§ **Work to complete**
Repeat the listing in full, preserving every character.
-------- Supplied records --------
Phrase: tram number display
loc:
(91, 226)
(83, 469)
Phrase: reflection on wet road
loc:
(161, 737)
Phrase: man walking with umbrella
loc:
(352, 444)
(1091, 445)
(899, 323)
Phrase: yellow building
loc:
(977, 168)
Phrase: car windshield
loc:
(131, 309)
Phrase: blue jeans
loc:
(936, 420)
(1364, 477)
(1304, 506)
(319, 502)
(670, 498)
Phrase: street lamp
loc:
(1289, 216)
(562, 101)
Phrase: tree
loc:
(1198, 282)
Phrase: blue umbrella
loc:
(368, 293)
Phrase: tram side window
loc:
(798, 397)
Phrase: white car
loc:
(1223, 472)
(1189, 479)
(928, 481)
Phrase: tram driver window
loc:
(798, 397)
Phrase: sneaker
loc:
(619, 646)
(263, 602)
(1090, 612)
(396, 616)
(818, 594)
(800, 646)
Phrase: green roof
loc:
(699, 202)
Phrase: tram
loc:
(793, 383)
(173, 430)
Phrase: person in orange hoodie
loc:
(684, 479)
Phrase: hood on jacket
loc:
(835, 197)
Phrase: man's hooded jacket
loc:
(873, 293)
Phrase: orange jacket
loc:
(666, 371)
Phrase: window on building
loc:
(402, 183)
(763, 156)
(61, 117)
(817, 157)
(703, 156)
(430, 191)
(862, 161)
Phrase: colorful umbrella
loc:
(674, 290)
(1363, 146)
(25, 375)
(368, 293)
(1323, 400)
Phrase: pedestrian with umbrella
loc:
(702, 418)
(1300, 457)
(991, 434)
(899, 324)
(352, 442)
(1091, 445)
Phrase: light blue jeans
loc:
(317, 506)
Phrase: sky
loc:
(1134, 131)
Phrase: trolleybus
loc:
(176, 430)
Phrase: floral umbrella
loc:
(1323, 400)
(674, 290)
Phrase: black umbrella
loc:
--------
§ **Solved exercise**
Phrase: tram number display
loc:
(91, 226)
(83, 469)
Phrase: reflection on wet road
loc:
(161, 737)
Phrase: man walking with umbrella
loc:
(352, 444)
(1091, 445)
(899, 323)
Phrase: yellow building
loc:
(977, 168)
Phrase: car windshield
loc:
(131, 309)
Phrase: blue jeans
loc:
(936, 420)
(1364, 477)
(1304, 506)
(319, 502)
(670, 498)
Phrase: street lamp
loc:
(1289, 216)
(562, 101)
Phrase: tree
loc:
(1198, 282)
Phrase: blue umbrella
loc:
(368, 293)
Phrase: tram side window
loc:
(798, 397)
Phrase: white car
loc:
(1223, 472)
(1189, 479)
(928, 481)
Phrase: tram driver window
loc:
(798, 397)
Phrase: sneaker
loc:
(619, 646)
(263, 602)
(1090, 612)
(396, 616)
(818, 594)
(800, 646)
Phrase: green roof
loc:
(699, 202)
Phrase: tram
loc:
(793, 383)
(173, 430)
Phrase: person in orange hoodie
loc:
(684, 479)
Phrase: hood on jacket
loc:
(835, 197)
Phrase: man's hooded jacket
loc:
(873, 293)
Phrase: orange jacket
loc:
(666, 371)
Phrase: window on building
loc:
(402, 183)
(763, 156)
(61, 117)
(817, 157)
(703, 156)
(430, 191)
(862, 161)
Phrase: colorful umbrella
loc:
(674, 290)
(1363, 146)
(25, 375)
(368, 293)
(1323, 400)
Phrase: pedestrian with umbrella
loc:
(702, 418)
(1300, 457)
(991, 434)
(899, 324)
(352, 442)
(1091, 445)
Phrase: light blue jeans
loc:
(317, 506)
Phrase: sky
loc:
(1134, 131)
Phrase: trolleybus
loc:
(176, 430)
Phrase: floral umbrella
loc:
(1323, 400)
(674, 290)
Phrase: black umbrella
loc:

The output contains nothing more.